# [PROVIDED PASSAGE]

'''

Prerogative Power Flashcards
What is meant by residue of prerogative power
Prerogative power used to be personally exercised by the monarch as Britain was absolutist
Governmental powers been put on a statutory basis in last century
Therefore powers leftover still not covered by Acts is residual
Lord Diplock on prerogative power
It is 350 years and a civil war too late for the Queen’s courts to broaden the prerogative (it’s finite and can only be reduced nor expanded)
What is prerogative power
The residue of discretionary authority which at any given time is legally left in the hands of the Crown. Every act which executive government can lawfully do without authority of an Act of P is done in virtue of prerogative
How has prerogative powers developed
Developed from being used by the monarch in absolutist monarchies to being used by executive in more diplomatic society (central Gov & PM)
Monarch’s use is now only really ceremonial
3 types of prerogative power
- executive prerogative powers (now exercised by ministers without need for royal authority)
- monarch’s constitutional prerogative (carried out by monarch on advice of PM)
- Crown’s legal prerogative
3 areas of executive’s prerogative power
Foreign affairs
Armed forces/emergencies
Judicial ‘mercy’
Prerogative powers in foreign affairs
- recognition of other sovereign states and their representatives
- Ratification of treaties (seem as contract between states and does not generally require P approval)
- Conduct of diplomacy
- Granting/revoking passports
- Governance of British overseas territories
Prerogative powers in armed forces/emergencies
Arguably most significant
Long recognised as courts as most central prerogative power
Chandler v Director of Public prosecutions- Lord Reid states armed forces are and for centuries have been within the exclusive discretion of the crown’
- power to take action at times of emergency (seize control of neutral property/requisition ships at war)
Prerogative powers of Mercy
Home Secretary (on behalf of crown) may pardon those convicted of offences prosecuted by the crown
Secretary of State for home department ex parte bentley leading case
Monarch’s constitutional prerogative
- appoint PM
- Right to assent to legislation
- Right to prorogue or end session of P (second case of Miller)
Crown’s legal prerogatives
Courts now almost entirely statute based
Only 2 royal prerogatives left
- presumption the Crown is not bound by statute unless express words used or it can be inferred P did not intend to bind the Crown
- Crown is not directly subject to contempt jurisdiction (contempt of court) sovereign has personal immunity from prosecution or being sued for a wrongful act
Ways to control prerogative power
- application of public law (judicial review)

'''

# [TASK LIST]
1) Please reproduce the prerogative power flashcards from "- Crown’s legal" to "require P approval)".
2) In the prerogative power flashcards, who may pardon people convicted of offenses prosecuted by the Crown?
3) Write the next part of the prerogative power flashcards, picking up after their last line.
The material after this point is separate from the prerogative power flashcards.

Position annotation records

'''

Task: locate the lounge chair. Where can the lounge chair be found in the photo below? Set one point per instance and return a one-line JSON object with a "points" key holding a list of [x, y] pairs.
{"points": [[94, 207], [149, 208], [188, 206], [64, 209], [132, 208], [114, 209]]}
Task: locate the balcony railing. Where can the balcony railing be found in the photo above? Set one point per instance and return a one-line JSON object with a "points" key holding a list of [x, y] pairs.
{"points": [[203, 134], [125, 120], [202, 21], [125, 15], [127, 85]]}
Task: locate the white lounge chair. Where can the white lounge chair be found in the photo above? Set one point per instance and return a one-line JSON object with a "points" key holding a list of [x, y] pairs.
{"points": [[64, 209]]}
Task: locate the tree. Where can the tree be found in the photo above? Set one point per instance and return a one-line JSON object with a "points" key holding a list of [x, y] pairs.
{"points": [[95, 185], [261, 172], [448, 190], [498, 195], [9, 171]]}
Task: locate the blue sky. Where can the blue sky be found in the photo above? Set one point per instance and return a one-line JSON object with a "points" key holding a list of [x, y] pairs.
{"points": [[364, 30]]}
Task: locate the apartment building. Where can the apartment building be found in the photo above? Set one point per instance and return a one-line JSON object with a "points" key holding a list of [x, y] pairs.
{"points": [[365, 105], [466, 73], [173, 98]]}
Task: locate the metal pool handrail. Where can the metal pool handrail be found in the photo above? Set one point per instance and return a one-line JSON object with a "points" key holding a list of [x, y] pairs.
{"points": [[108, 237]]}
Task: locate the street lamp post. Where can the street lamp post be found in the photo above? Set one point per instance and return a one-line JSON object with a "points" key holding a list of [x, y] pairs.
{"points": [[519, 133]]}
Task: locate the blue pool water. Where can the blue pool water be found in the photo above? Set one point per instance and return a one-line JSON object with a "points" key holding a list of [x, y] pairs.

'''

# [TASK-BY-TASK OUTPUTS]
1)
- Crown’s legal prerogative
3 areas of executive’s prerogative power
Foreign affairs
Armed forces/emergencies
Judicial ‘mercy’
Prerogative powers in foreign affairs
- recognition of other sovereign states and their representatives
- Ratification of treaties (seem as contract between states and does not generally require P approval)

2) The Home Secretary, acting on behalf of the Crown.

3)
- Informally through political pressure eg. Media
- Overriding effect of statute (legislation trumps prerogative)
- Informally by changes to convention over time
How can P control prerogative power
- Legislate to modify, abolish or put a statutory footing on any prerogative power eg. Fixed Term Parliamemts Act 2011 on dissolving P
- Constitutional conventions
Eg. Tony Blair sought P approval before war in Iraq, arguably starting a ‘war powers convention’ followed by David Cameron
How can Courts control prerogative power
Courts has ability to check or review executive use of prerogative power since 17th century
GCHQ developed this
Prerogative power form of power that has legal enforceability because it is recognised and accepted by courts through common law . It is judges who should determine how and to what degree they are able to control its use
Case of Proclomations
“The king hath no prerogative but that which the law of the land allows him’ shows finite stock of power and is legitimated through recognition in common law (particular form of power could not exist unless courts accepted there was a precedent for or having been used in past)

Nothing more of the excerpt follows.